Region pointing data
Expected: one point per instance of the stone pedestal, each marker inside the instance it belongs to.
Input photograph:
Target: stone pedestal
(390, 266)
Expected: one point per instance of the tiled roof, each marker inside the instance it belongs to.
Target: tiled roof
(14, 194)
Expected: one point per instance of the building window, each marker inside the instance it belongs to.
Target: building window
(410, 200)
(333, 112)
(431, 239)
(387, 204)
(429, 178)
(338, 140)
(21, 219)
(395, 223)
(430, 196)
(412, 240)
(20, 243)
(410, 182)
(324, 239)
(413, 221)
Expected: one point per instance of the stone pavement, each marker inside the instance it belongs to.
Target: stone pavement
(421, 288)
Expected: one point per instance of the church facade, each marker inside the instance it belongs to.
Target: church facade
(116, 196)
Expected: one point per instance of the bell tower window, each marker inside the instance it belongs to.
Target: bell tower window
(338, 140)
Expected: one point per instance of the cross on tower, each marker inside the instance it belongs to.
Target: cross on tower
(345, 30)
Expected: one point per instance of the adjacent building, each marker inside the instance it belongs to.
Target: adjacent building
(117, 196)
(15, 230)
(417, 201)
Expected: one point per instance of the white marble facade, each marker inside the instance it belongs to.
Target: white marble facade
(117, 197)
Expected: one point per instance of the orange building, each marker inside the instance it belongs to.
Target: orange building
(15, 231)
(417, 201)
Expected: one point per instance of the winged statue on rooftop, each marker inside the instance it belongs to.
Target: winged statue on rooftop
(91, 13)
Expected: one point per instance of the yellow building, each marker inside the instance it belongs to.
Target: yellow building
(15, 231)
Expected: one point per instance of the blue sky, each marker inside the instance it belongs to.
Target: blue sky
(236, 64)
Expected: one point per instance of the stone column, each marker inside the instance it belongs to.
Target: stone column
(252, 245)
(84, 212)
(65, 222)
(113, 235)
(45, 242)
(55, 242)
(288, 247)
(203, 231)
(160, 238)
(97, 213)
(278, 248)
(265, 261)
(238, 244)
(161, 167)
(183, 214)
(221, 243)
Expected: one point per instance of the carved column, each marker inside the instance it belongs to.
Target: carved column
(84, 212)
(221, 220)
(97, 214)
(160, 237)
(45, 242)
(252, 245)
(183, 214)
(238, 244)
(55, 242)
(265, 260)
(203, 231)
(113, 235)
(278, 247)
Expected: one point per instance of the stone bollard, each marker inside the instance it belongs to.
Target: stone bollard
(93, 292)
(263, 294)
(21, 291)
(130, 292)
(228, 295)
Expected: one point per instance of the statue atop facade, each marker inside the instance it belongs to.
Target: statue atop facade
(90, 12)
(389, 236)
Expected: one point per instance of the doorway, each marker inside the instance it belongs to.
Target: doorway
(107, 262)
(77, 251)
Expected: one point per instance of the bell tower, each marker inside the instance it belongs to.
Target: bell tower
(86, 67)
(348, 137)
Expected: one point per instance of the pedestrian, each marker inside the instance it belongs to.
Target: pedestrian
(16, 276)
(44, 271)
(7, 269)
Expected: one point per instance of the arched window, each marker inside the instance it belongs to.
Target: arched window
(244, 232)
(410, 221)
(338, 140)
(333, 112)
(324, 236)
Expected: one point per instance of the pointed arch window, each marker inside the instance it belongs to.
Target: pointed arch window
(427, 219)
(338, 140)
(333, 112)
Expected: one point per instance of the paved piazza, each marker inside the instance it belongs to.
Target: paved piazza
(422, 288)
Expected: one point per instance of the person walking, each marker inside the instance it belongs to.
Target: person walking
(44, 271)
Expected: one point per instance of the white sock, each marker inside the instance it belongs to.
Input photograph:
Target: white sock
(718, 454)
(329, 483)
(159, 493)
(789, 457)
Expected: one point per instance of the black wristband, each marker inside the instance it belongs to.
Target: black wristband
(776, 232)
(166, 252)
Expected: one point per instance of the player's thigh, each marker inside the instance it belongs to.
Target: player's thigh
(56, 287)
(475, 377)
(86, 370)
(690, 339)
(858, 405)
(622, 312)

_EXERCISE INSTRUCTIONS_: Print, from the entries above, the line with "Target: stone bollard", the line with "Expected: one point per instance of the arched" and all lines between them, exactly and with nothing else.

_OUTPUT_:
Target: stone bollard
(93, 292)
(263, 294)
(21, 291)
(130, 292)
(228, 295)
Expected: one point per instance of the statue atop facade, each marker inside the instance it belongs to.
Target: statue atop facade
(90, 12)
(389, 236)
Expected: one point per instance of the doorway, each marker inside the instance it belongs to.
Target: doorway
(107, 262)
(77, 251)
Expected: one point per instance of the bell tower, each marker inside the instance it belongs to.
Target: bell tower
(86, 67)
(348, 137)
Expected: one point per instance of the pedestrian, each marker inside the instance it belongs to.
Target: pedestrian
(16, 276)
(44, 271)
(7, 269)
Expected: one point per instance of the arched window, each marker inside the instance it belongs to.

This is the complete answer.